DIRECTIONS FOR THIS TASK:
Return every line of the entries that contains the word "trunk", treating uppercase and lowercase as different.

[BEGIN EXTRACTED RECORDS]

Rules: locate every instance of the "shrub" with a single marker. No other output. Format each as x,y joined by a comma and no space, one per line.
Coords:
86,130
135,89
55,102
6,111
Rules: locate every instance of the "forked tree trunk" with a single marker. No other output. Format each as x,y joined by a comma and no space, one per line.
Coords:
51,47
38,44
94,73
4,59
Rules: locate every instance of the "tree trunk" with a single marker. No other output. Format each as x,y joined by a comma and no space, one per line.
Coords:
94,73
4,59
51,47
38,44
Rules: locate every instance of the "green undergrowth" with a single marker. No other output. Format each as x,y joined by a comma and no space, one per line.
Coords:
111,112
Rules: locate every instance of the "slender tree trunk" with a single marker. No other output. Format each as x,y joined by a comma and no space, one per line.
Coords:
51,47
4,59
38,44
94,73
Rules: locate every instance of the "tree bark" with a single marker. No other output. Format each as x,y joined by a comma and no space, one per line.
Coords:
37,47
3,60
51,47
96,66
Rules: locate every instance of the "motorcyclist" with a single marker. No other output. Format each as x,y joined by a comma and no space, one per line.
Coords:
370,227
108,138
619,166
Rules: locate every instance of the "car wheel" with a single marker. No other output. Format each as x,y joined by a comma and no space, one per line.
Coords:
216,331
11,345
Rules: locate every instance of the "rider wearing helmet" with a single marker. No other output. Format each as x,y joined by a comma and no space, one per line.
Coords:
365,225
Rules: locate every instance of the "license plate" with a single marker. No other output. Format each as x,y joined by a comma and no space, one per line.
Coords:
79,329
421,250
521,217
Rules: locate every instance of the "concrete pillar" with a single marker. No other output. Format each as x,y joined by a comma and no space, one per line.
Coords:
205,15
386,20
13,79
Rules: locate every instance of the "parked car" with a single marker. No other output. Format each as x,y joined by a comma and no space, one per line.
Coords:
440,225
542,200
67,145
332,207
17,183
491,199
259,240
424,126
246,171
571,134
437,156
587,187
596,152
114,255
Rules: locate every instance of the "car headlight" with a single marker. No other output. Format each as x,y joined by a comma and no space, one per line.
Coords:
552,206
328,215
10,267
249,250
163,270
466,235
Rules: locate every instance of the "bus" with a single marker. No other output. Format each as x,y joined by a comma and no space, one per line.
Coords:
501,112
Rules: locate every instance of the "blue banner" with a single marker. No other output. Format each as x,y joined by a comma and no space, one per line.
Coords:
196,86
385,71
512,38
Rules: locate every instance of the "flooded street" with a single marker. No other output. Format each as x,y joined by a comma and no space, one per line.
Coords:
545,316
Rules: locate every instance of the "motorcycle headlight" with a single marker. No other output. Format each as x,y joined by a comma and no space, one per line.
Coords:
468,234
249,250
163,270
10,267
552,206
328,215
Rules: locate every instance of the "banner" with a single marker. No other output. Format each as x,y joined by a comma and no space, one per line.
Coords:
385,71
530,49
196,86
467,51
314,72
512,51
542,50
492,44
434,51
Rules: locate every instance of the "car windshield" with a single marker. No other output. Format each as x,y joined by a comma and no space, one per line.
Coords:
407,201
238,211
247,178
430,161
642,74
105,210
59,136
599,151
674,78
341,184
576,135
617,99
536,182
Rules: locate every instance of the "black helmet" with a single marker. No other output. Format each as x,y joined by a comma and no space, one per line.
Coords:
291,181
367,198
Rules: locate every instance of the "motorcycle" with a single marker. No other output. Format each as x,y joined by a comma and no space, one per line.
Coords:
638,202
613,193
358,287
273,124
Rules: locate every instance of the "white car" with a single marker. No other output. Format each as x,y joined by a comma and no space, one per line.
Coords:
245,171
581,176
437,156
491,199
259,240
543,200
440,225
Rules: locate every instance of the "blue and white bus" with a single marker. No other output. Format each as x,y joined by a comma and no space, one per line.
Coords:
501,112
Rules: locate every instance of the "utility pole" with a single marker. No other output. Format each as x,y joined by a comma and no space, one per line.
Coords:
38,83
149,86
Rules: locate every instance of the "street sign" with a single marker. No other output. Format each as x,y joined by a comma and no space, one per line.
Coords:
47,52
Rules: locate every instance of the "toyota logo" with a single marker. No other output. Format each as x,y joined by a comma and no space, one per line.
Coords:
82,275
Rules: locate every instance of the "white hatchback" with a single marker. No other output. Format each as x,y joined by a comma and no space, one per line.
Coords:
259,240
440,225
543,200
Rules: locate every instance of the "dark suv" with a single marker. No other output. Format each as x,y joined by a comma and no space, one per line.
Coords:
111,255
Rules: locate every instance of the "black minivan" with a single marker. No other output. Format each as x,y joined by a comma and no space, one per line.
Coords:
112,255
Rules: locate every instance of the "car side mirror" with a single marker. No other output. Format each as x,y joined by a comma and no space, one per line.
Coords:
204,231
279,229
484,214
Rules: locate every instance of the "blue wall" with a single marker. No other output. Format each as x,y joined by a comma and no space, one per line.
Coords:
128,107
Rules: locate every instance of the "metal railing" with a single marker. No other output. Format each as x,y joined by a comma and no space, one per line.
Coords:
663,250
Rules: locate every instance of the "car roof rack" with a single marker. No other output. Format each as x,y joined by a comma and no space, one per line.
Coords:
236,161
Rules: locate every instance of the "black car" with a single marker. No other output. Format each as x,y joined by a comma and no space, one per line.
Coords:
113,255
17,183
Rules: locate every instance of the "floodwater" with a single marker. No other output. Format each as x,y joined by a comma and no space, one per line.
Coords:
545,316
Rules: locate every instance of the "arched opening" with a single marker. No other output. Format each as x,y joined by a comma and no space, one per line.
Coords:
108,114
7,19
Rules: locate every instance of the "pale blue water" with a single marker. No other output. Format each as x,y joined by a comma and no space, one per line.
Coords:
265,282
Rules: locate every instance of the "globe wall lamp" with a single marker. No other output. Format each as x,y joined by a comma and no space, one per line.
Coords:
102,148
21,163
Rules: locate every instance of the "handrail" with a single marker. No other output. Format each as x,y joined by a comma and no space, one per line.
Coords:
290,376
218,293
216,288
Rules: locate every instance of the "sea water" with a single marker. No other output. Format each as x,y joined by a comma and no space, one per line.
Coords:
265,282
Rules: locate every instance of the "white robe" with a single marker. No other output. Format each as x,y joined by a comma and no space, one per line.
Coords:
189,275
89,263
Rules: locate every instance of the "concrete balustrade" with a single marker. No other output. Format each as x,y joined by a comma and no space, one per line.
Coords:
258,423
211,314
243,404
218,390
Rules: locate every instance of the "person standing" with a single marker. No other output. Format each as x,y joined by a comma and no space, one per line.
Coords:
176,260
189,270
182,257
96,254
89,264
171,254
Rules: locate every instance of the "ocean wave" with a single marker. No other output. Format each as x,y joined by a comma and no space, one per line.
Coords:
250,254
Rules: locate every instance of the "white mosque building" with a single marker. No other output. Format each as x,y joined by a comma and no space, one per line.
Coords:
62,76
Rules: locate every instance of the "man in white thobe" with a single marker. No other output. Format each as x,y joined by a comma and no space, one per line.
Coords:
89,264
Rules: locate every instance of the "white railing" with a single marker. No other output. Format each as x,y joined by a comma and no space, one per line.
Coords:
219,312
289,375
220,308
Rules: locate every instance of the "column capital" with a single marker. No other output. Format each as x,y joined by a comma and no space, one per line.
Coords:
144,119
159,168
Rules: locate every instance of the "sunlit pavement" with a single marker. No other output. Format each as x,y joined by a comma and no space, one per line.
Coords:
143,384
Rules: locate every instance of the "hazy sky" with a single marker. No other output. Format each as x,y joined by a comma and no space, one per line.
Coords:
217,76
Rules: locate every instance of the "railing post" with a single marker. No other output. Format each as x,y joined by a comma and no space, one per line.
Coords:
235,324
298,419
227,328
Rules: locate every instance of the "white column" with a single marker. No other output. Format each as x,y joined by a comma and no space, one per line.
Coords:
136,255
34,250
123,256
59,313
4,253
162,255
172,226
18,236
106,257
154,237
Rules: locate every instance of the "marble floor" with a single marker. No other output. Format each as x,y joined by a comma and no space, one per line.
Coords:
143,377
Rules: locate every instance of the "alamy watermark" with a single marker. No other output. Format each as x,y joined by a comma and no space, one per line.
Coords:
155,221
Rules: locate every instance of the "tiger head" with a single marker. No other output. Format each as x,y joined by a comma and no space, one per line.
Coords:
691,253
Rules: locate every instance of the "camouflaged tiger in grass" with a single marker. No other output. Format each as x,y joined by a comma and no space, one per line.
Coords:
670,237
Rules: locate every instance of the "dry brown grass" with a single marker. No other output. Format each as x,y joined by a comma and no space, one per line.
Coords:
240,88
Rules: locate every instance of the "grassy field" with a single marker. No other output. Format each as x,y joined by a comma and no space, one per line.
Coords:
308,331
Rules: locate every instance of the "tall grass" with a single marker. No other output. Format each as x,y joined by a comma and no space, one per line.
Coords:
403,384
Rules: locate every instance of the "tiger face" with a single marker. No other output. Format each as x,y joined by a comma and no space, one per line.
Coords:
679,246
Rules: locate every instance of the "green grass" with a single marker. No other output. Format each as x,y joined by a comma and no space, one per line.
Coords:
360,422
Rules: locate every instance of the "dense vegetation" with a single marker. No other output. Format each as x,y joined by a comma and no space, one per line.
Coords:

[END EXTRACTED RECORDS]

FULL SOLUTION:
Rules: locate every instance of the "forked tree trunk" with a single marker. No other output. Format each as x,y joined by a comma and no space, one per line.
Rules: locate every instance of the "tree trunk" with a single marker. No other output. Format each as x,y joined by a comma and no space, one per line.
Rules: locate every instance of the "slender tree trunk" with a single marker. No other output. Format each as x,y joined by a comma and no space, one per line.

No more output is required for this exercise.